List of tasks:
a – According to the passage on temporary foreign workers, why is it hard for applicants to master an official language? Answer in one to three sentences.
b – In the passage on temporary foreign workers, how many "pilot projects" did the federal government announce, and how long are they to run?
c – Reproduce the passage on temporary foreign workers word for word, starting with "Temporary foreign workers are" and going on through "to be unseen.".

Temporary foreign workers are supposed to be covered by minimum labour standards and occupational health and safety laws, but enforcement is an issue. Their vulnerable status makes it very difficult for them to insist that the employer respect the existing laws or to call upon the government to provide redress and official enforcement is reported to be unseen.

In theory, temporary foreign workers have the right to permanent residence status but no path to status exists within the program. They can acquire sponsorship from their employer, but usually the employer has no incentive to do so. The applicant must master an official language but usually their working conditions, including long hours without structured breaks, prohibit them from attending classes, if they exist in their region, or regularly fraternizing with English or French speakers through organized social or sports events.

The Live-in Caregiver Program does include a route to permanent residence, but caregivers, the vast majority of them women, are subject to a two-step immigration process that requires they enter Canada with temporary status and an employment contract but without their families. They must complete their contract before they can apply for permanent residence, which presents problems of what to do after the contract finishes. The program for permanent residence also includes a cap on applications, which is yet another restriction. This year, after sustained work by live-in caregivers and their supporters, the federal government announced two "pilot projects" to run over the next five years, that will allow those recruited in this category of workers to come to Canada with their families. Once a caregiver has their work permit and two years of experience, it is said they will then have "access to a direct pathway to permanent residence." As well, a small window is presently open this year to retroactively provide such "access" for caregivers already in Canada who came to the country with the expectation that they could apply for permanent residency, only to find out later that this was not possible under the programs through which they were recruited.

In 2014, in the midst of mass media coverage of certain employers abusing the TFWP, the Harper government intervened in such a manner to create friction between Canadian workers and temporary workers. The government made a big deal of giving Canadian workers priority over temporary workers for available jobs. In the process, the government made the eligibility criteria for employment insurance even more stringent for all workers and further limited foreign workers' access to any EI benefits. A goal of all these programs, aside from providing cheap workers for employers, is to discourage unity of the working class in defence of its rights.

Provided records:
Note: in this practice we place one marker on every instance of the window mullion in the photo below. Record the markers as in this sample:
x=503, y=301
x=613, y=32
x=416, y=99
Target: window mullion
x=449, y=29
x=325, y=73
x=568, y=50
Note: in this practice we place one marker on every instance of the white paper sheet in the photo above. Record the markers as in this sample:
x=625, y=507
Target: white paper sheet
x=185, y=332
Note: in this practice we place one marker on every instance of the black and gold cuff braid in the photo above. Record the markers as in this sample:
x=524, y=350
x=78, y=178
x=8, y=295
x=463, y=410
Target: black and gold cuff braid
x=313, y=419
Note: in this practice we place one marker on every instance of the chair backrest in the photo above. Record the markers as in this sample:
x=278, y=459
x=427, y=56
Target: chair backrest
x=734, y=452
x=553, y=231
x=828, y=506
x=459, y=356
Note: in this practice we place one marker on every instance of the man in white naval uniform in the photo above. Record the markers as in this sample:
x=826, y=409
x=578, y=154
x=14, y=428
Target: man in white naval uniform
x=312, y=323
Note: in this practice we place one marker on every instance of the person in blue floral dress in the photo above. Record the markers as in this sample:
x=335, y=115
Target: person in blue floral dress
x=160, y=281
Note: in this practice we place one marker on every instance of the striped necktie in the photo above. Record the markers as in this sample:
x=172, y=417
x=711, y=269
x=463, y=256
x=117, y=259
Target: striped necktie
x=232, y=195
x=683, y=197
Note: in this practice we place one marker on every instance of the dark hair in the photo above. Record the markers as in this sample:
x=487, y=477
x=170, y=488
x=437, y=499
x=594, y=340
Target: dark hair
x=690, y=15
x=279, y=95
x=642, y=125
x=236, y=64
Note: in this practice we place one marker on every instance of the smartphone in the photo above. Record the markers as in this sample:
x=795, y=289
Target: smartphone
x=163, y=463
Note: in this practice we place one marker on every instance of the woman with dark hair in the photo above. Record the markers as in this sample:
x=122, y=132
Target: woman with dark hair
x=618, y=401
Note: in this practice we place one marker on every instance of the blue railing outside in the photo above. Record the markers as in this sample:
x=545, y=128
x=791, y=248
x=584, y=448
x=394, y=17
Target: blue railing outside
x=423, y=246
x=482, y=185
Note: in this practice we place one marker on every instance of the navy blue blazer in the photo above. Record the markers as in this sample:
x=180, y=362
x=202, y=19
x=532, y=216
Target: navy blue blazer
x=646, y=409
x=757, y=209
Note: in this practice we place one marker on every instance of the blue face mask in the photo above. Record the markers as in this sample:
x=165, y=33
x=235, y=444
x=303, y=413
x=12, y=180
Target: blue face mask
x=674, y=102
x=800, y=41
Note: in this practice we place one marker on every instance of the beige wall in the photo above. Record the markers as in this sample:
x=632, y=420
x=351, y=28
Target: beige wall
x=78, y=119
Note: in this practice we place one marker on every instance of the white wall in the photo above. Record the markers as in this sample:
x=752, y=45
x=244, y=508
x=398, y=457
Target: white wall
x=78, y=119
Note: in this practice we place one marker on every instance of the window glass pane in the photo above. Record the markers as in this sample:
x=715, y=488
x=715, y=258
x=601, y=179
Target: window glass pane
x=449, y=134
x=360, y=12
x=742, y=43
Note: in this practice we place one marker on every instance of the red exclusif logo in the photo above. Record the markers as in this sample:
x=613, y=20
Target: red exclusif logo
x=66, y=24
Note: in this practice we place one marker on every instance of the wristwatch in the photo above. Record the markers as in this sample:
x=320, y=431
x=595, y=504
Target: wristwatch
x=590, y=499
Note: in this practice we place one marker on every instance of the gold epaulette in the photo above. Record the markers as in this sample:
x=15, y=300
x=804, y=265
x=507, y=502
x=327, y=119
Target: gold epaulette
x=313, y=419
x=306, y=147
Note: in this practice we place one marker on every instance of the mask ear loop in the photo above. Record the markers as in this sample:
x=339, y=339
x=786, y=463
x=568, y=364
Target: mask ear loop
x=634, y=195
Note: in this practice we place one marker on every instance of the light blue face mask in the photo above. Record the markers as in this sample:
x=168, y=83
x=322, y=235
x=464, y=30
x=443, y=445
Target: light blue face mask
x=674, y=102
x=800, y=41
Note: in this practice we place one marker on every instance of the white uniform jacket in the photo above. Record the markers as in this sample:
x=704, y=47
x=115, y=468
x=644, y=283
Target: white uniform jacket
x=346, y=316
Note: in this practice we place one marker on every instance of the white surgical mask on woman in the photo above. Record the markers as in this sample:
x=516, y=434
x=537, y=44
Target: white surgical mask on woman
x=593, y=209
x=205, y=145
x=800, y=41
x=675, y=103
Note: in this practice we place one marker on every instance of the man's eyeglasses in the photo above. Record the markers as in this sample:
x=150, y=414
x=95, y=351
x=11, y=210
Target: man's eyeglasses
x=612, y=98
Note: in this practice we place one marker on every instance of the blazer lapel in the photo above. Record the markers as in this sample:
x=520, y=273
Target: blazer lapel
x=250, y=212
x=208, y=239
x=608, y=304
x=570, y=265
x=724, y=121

Solutions in order:
a – Their working conditions, including long hours without structured breaks, prevent them from attending classes, if classes exist in their region. The same conditions keep them from regularly mixing with English or French speakers through organized social or sports events.

b – Two pilot projects, to run over the next five years.

c –
Temporary foreign workers are supposed to be covered by minimum labour standards and occupational health and safety laws, but enforcement is an issue. Their vulnerable status makes it very difficult for them to insist that the employer respect the existing laws or to call upon the government to provide redress and official enforcement is reported to be unseen.